▶ _Task objective_
Please count how many lines in the data below contain the string "ribbon", treating uppercase and lowercase as different, and reply with the number alone.

▶ _Provided data_
-=-=-=-=-

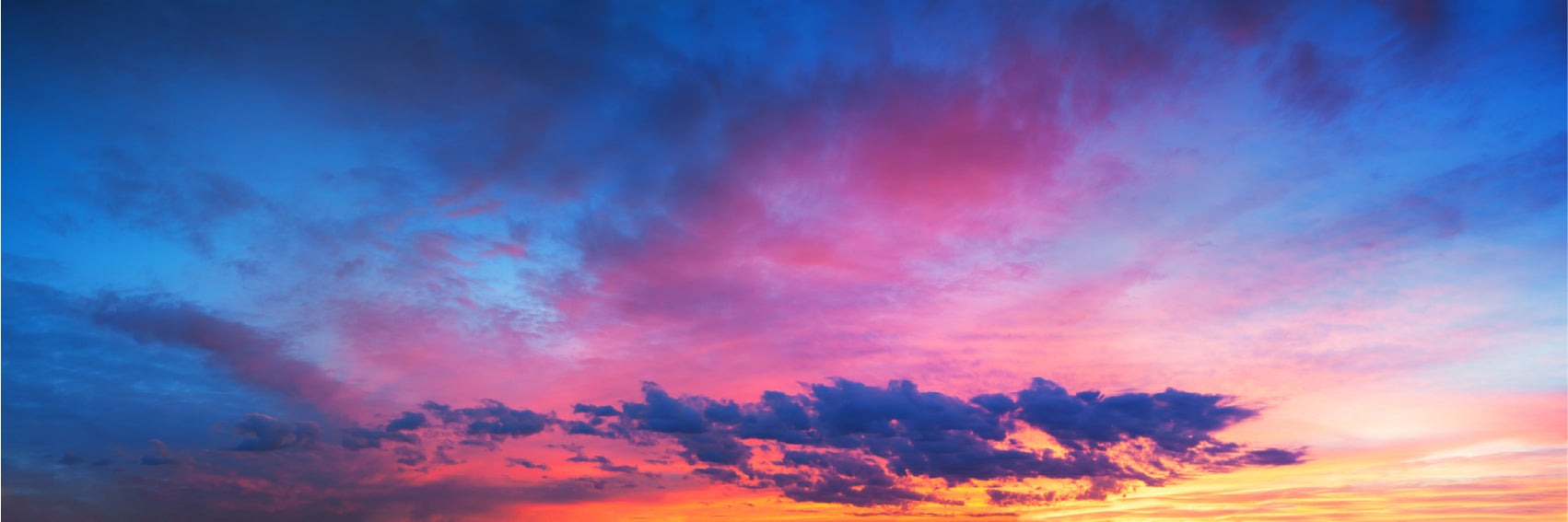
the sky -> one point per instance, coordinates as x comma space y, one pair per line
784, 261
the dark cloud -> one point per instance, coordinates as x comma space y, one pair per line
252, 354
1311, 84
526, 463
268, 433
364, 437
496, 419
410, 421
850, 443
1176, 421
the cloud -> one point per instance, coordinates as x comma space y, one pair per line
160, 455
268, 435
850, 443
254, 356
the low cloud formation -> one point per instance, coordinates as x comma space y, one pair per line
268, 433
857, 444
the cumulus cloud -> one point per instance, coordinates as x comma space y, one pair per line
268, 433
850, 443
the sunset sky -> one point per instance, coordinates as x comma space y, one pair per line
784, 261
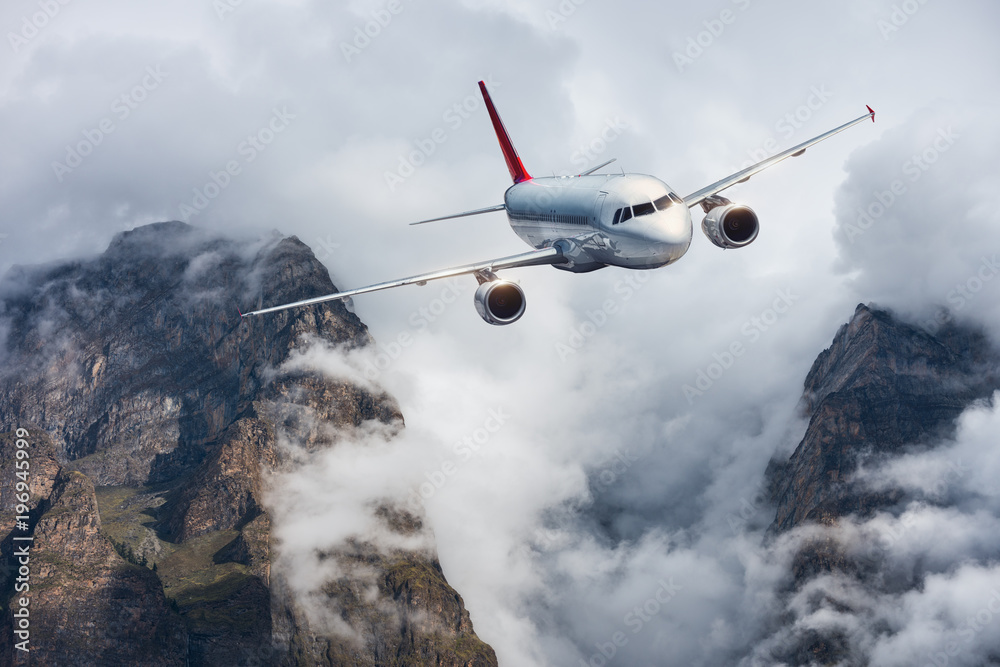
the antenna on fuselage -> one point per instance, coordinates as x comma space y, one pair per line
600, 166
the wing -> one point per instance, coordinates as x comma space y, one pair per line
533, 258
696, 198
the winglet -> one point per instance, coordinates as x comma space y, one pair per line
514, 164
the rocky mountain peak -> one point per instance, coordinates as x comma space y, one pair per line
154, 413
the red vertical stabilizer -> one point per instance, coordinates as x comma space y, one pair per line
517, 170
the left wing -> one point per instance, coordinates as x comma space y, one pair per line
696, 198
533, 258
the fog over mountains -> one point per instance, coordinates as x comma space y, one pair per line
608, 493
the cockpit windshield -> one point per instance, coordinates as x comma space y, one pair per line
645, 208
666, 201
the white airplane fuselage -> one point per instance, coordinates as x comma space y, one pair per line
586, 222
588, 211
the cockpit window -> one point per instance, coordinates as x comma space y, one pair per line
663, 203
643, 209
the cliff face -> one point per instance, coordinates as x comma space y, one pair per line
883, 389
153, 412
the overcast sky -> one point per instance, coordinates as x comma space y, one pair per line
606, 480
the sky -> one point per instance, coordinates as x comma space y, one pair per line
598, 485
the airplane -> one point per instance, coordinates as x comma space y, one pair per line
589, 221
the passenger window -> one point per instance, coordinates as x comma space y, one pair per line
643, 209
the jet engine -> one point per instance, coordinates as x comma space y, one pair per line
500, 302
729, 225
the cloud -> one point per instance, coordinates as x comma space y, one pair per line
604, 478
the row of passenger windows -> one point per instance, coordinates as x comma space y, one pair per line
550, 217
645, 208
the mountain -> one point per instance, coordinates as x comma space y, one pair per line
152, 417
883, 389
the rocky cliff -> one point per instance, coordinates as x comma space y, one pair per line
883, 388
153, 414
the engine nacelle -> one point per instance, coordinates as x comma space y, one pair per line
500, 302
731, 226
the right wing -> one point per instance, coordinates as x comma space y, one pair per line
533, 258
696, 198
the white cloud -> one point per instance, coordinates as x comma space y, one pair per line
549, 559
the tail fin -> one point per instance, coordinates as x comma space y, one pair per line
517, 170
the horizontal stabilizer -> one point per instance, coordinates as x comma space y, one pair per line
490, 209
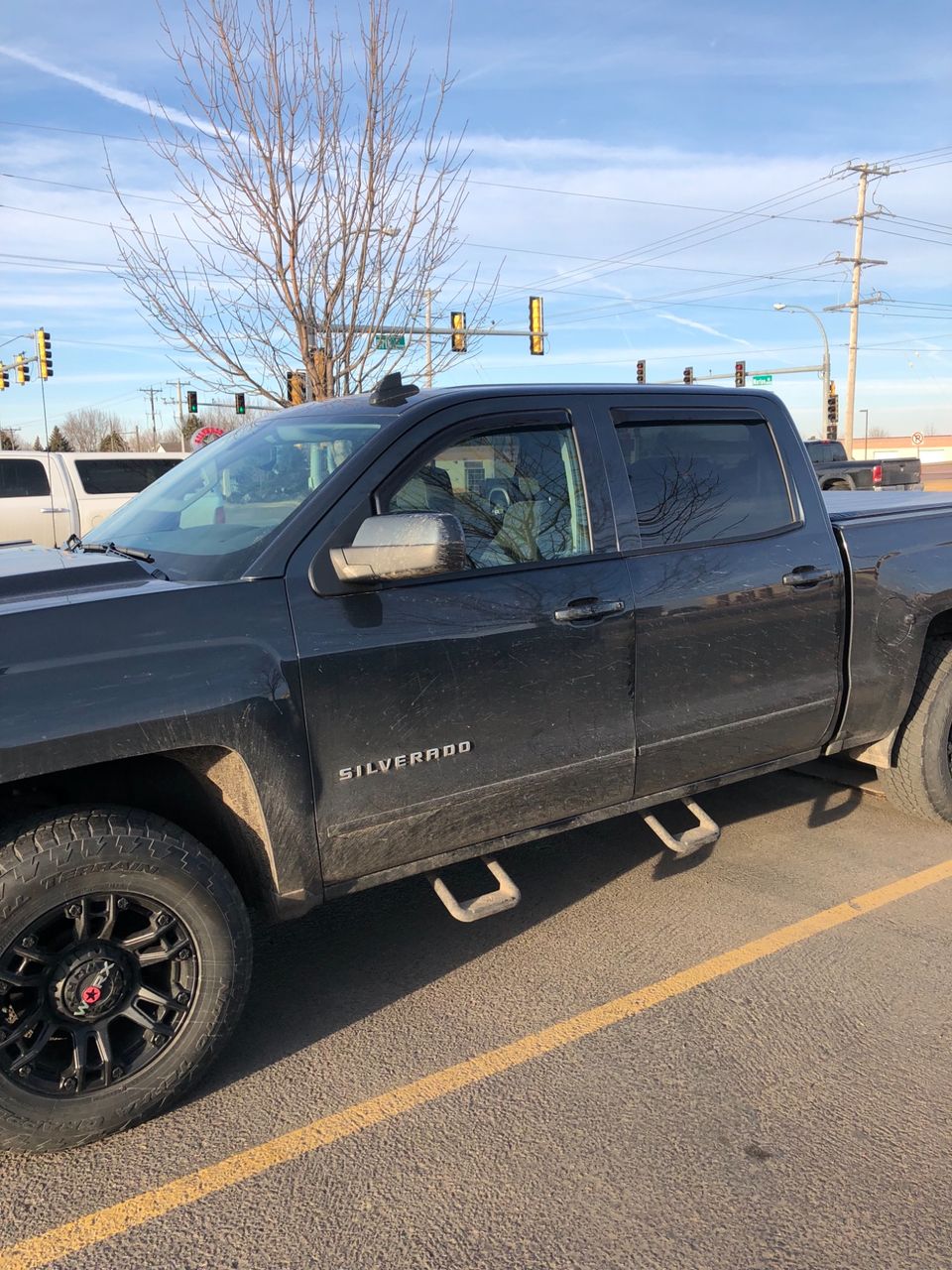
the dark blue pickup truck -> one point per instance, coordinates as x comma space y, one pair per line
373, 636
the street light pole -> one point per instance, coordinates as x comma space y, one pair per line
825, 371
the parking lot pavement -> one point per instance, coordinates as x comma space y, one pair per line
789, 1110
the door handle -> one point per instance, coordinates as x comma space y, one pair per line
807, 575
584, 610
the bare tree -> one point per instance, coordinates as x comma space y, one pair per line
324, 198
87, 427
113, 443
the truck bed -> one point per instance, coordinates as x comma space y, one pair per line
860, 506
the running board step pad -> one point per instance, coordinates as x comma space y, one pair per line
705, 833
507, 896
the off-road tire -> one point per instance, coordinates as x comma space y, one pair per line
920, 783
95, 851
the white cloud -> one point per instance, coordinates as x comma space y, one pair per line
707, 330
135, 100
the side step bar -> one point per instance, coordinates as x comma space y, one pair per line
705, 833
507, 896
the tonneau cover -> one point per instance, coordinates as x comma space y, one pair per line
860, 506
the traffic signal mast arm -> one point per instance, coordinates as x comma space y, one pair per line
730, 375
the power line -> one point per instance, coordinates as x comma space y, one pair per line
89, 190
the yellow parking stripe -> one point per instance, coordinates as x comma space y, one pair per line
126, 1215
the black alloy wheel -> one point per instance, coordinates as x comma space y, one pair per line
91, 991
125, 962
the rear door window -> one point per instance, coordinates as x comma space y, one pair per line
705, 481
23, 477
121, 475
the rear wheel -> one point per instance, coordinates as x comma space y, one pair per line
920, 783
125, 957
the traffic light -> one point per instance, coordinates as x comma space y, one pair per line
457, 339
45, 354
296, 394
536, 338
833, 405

-=-=-=-=-

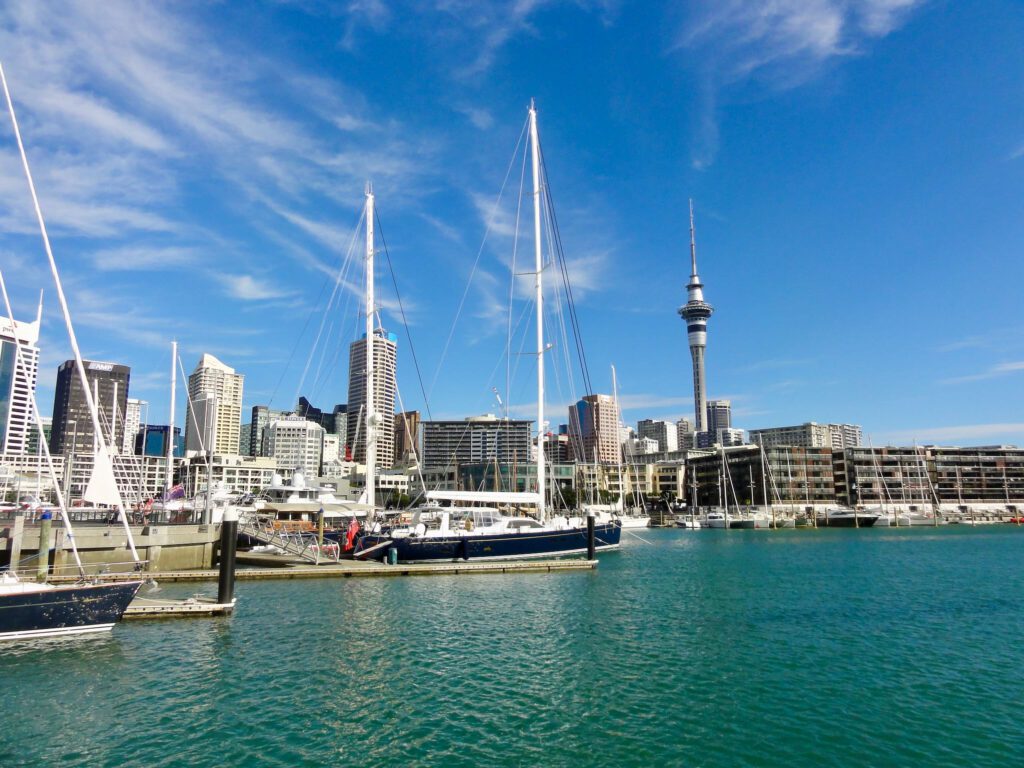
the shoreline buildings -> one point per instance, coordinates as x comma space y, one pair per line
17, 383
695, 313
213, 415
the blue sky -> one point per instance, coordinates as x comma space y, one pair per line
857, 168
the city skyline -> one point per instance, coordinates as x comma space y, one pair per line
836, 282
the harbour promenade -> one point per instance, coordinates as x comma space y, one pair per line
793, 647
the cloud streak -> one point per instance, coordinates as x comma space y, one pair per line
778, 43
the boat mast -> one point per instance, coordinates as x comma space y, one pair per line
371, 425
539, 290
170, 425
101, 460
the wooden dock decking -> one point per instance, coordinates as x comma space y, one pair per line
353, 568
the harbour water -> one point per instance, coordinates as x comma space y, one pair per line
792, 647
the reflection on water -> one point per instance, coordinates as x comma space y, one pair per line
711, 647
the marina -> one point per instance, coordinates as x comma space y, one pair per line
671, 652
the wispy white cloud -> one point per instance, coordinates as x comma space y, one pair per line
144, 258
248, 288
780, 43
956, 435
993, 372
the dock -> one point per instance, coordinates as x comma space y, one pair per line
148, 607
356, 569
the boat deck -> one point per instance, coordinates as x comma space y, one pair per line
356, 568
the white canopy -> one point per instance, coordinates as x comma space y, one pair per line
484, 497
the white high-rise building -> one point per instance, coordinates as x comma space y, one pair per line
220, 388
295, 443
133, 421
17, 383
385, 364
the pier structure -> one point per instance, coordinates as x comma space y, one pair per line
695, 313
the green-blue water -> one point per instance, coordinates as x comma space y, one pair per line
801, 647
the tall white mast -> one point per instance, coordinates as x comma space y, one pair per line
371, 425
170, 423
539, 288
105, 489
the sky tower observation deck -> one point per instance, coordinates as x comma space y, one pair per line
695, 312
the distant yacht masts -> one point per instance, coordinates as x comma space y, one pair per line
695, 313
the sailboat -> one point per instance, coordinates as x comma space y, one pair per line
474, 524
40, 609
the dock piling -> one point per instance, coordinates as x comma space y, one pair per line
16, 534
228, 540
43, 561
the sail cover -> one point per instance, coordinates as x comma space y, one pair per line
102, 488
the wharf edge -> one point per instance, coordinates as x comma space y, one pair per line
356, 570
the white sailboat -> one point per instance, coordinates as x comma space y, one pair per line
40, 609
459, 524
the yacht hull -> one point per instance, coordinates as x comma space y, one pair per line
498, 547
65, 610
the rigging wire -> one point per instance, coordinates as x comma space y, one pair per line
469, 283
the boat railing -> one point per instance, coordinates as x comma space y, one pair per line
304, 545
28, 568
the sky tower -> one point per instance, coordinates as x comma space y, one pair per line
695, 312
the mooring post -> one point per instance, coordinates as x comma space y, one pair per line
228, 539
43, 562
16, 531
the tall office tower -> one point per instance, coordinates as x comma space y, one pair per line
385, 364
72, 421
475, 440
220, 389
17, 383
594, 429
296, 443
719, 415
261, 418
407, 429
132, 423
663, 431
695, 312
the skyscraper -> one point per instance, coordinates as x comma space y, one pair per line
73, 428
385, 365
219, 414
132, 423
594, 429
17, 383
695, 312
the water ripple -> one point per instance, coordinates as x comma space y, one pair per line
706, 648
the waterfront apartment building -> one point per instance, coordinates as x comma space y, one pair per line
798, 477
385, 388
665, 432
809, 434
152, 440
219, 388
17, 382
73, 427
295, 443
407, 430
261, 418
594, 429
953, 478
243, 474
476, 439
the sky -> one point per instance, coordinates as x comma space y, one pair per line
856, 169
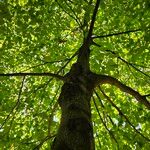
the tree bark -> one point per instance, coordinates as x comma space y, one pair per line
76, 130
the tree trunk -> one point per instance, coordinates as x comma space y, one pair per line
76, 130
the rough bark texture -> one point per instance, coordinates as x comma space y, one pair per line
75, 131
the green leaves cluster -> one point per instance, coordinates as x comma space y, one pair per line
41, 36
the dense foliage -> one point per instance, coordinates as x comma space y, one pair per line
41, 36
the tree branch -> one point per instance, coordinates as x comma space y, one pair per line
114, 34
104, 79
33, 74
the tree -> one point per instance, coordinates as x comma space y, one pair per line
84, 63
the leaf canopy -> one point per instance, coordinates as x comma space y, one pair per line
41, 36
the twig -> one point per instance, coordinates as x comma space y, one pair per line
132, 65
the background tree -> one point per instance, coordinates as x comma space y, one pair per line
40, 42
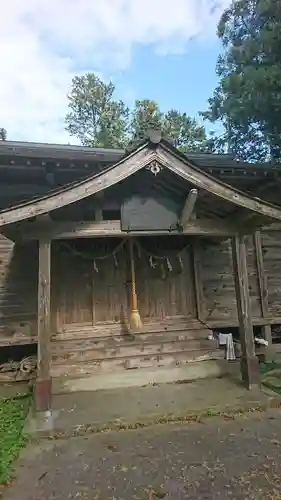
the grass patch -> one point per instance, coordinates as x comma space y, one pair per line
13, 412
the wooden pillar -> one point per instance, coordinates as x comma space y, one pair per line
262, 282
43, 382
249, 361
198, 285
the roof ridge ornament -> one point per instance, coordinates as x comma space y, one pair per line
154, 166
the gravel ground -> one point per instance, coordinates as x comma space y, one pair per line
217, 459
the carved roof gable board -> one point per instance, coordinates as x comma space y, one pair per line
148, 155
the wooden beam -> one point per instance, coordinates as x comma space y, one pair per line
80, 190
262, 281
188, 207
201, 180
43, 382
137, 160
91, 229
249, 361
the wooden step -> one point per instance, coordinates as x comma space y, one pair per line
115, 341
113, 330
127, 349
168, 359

-=-=-=-=-

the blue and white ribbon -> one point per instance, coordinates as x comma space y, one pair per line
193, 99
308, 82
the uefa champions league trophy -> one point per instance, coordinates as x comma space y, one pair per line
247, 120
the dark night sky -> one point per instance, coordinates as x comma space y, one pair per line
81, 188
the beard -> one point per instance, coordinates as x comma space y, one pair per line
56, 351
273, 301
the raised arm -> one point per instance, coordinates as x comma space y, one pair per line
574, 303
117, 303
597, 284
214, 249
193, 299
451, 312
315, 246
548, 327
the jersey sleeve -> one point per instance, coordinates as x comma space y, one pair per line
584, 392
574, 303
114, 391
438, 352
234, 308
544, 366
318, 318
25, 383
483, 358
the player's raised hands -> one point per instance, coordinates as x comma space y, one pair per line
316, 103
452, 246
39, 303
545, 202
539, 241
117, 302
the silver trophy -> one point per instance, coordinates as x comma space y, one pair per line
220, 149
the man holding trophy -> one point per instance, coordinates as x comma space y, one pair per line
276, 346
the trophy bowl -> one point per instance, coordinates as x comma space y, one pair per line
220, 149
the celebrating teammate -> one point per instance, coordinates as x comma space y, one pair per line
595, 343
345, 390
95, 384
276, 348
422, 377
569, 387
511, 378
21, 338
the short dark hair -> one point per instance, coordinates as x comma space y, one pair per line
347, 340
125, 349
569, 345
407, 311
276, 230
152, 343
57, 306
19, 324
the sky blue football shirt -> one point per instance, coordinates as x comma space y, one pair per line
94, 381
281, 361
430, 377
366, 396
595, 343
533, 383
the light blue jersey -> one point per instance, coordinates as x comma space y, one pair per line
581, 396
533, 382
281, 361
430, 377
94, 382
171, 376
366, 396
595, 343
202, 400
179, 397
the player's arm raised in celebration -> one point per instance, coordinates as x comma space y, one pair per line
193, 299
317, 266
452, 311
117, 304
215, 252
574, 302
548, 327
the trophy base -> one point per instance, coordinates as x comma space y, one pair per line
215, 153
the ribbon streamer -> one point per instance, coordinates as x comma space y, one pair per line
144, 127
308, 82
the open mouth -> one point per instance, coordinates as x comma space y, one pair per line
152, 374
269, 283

-=-=-=-=-

▶ _Full response_
2